* _What to do_
Below are records to transcribe exactly, without their pictures.

* _Source data_
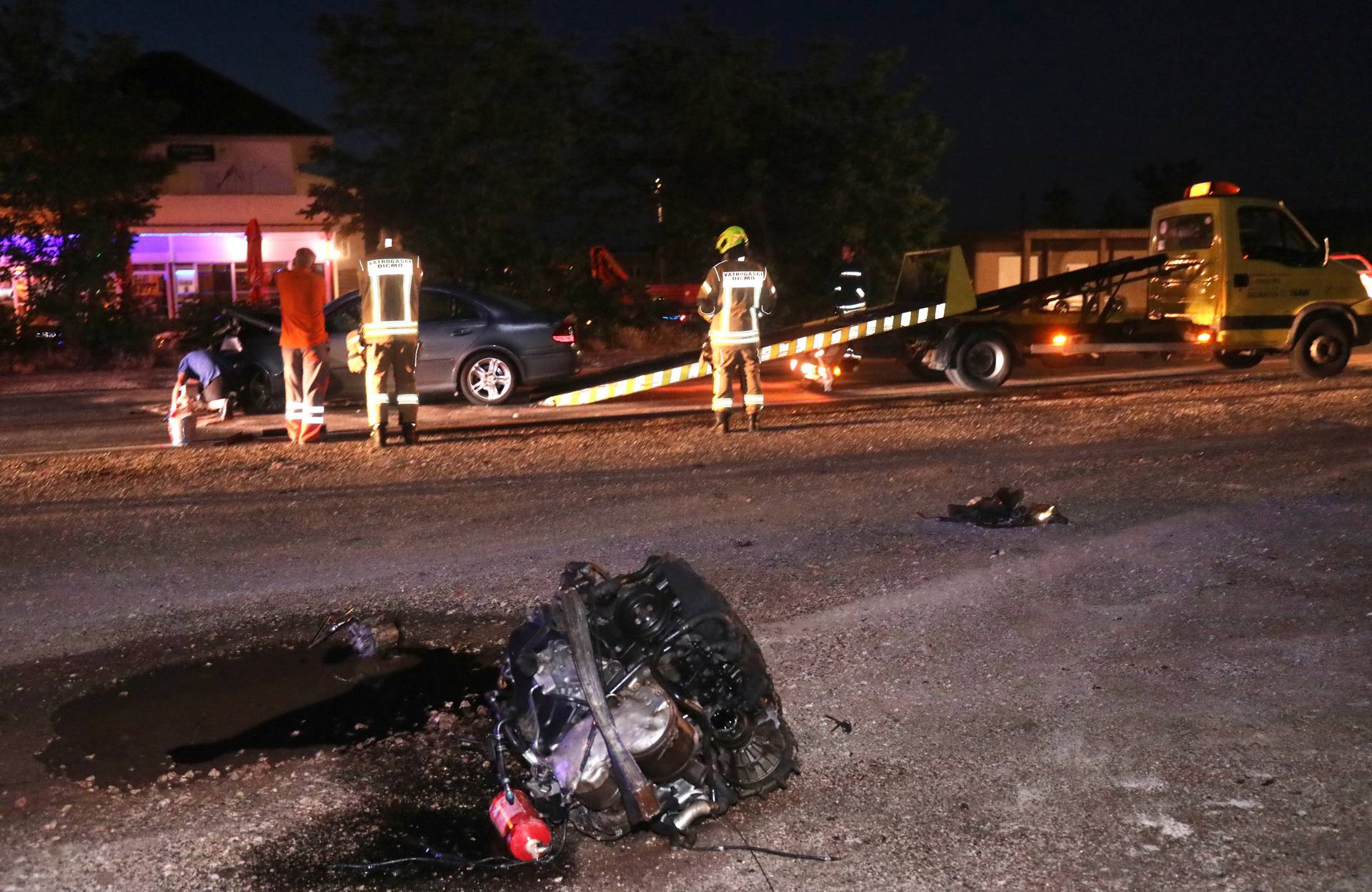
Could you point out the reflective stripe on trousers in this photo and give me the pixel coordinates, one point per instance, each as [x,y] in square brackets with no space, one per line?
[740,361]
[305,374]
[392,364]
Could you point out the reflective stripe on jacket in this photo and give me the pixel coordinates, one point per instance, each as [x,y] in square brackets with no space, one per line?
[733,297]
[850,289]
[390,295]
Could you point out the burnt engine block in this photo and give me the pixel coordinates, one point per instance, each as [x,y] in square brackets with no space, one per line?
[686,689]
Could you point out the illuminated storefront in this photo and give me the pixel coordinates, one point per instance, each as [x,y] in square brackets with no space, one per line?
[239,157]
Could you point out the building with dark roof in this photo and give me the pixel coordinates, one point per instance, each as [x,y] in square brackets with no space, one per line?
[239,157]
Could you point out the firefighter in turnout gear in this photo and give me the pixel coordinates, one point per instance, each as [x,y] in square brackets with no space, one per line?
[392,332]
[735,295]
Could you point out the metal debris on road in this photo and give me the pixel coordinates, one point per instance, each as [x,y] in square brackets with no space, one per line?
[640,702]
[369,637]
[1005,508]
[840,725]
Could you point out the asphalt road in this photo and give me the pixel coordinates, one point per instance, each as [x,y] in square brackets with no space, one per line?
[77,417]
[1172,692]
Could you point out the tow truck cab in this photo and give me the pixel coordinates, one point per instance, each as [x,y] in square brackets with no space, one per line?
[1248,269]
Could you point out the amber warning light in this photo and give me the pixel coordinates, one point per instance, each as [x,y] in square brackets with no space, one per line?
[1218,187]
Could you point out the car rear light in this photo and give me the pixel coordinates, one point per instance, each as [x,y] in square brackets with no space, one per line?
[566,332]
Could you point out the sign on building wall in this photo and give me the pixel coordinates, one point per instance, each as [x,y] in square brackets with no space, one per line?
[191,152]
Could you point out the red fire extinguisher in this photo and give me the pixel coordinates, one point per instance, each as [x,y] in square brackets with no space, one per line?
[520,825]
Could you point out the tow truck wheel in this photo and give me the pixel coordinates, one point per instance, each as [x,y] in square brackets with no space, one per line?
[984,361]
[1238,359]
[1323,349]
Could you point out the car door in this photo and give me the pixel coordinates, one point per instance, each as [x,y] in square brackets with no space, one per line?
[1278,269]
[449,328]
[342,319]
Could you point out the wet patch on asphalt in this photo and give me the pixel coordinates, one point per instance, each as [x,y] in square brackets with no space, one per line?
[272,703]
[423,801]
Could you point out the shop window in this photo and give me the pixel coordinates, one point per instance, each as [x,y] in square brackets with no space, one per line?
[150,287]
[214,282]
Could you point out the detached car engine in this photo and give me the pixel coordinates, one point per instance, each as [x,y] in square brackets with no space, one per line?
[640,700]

* _Response to the task_
Could you point out the reflective stripe on trousers in this photo and give me the pixel coordinates, one point per instance, each as [x,y] in square brackets with no space, one per line?
[740,361]
[305,374]
[392,364]
Could you point out the reflective stripe on jacket in this photo and give me the pixel coordinates, one point per instance, each as [x,y] in square brackets with no space, one per line?
[733,297]
[850,289]
[390,295]
Could you point out the burnt engine block in this photo and give me the pixel coordinates, one point per instance, each as [x,y] in square brackets with no space, one per line?
[686,689]
Could you point out the illuminated storefront in this photo and give me the pixel coordinates, one point per instance, each as [x,y] in square brackets with no space, one per line?
[239,157]
Could you point out the building with dark roof in this photo and give me the pixel coordinates, one point per instance, each as [x,y] in square brackets with no space, one per line?
[239,157]
Could you point out the firefighter in turnout gear in this photo and give me the pixel coordinates, one point per instance, each as [x,y] in square brackets with no space, one per line?
[392,332]
[735,295]
Could you point out the metal debris on road in this photo and give me the pixel coordinates, one point per instance, each as [x,y] in square brackets with no space, one per line?
[640,702]
[369,637]
[1005,508]
[840,725]
Could you point out the asphalt road in this photo and give me the pixel coordinates, one point per instance, each as [x,y] in square brackets with no space, one per line?
[77,417]
[1172,692]
Could you point out the tow truck cab in this photo and give me the pixel coordinates, one point per instance, each as [x,y] in square brackets with no space, one per line?
[1248,269]
Could you point out the amber warning light in this photo and give me the pixel coordinates, one point per instance, each as [x,y] in square brackets with no space, one per line?
[1218,187]
Could you point out the car rear light in this photo and give me the pixel coordinates, one point per instance, each as [x,y] in square brackets with no space, one per line?
[566,332]
Could you point out the sign on building wall in this photo and give me the pixel coordinates, one point per instance, each as [x,y] in square brackets with no space, one per line?
[191,152]
Could you point out the red fire extinguisher in this photo and give me the pixel coordinates, one point per instance, each as [x,y] in square brackets with no space, one per line?
[520,825]
Could you point out the tow truck wheel in this photo and give me the pixel coordinates, one point per instance, each as [x,y] in square brackets with no space, one per line?
[984,361]
[1238,359]
[1323,349]
Could you point out the car door in this photo and give me the pixel coordinates, one point per instance, each as [x,y] in square brackets with no space, one per line?
[1278,269]
[449,328]
[342,319]
Could you point out the wet patch on asphalt in this photo and give me the pixel coordinates, one point per instance, each as [x,y] in square brackets with no space, one per line?
[272,703]
[423,801]
Could you point out the shop window in this photo and give me the pixel coordinates, one point per instance, each as [x,y] in square brackets with no space, one per line?
[150,287]
[214,282]
Could you point out the detached car engine in this photo and give me the pixel coordinates, one point per instance, each as [x,y] in square brackets with no space, one per line?
[640,700]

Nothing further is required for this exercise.